What you should do:
Exactly the line with "Could you mark the man's eye" and the lines that follow it, through the closing line of the entries, should be restated, with nothing left out or added.
==== Source data ====
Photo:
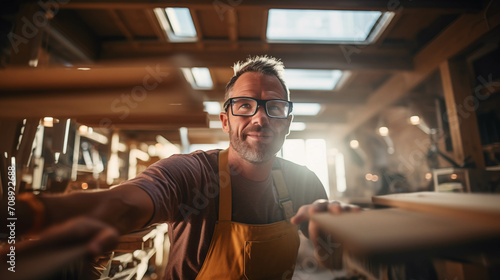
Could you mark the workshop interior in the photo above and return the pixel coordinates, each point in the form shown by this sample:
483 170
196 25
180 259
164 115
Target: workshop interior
396 108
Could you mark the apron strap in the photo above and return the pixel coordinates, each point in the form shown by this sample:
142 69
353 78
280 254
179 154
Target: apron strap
225 199
224 187
284 199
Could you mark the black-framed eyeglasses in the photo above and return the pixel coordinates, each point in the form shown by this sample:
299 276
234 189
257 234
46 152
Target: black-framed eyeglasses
247 107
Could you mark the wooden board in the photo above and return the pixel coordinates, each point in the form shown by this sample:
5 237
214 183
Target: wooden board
471 206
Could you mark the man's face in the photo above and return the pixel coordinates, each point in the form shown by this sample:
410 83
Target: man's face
257 138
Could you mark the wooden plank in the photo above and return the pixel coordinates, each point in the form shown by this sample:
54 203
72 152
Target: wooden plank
396 234
471 206
461 112
123 27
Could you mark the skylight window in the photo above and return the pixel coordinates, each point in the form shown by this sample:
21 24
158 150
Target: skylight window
326 26
312 79
306 109
198 77
177 24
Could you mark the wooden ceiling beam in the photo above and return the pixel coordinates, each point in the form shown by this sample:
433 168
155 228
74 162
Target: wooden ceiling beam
303 60
460 35
448 6
153 22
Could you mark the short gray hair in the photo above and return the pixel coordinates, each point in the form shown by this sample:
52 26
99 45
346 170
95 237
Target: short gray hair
265 65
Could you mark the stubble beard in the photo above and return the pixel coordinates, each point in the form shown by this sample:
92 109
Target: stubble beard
258 153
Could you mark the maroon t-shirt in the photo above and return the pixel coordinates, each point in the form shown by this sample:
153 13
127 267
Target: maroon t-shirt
185 188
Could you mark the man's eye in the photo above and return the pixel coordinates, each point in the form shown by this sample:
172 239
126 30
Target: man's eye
245 106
====
Answer for this exercise:
Could you mark the man's eye in the photo above and return the pixel coordinates, each point in the form shown by this sample:
172 239
126 30
Target: man's eye
245 106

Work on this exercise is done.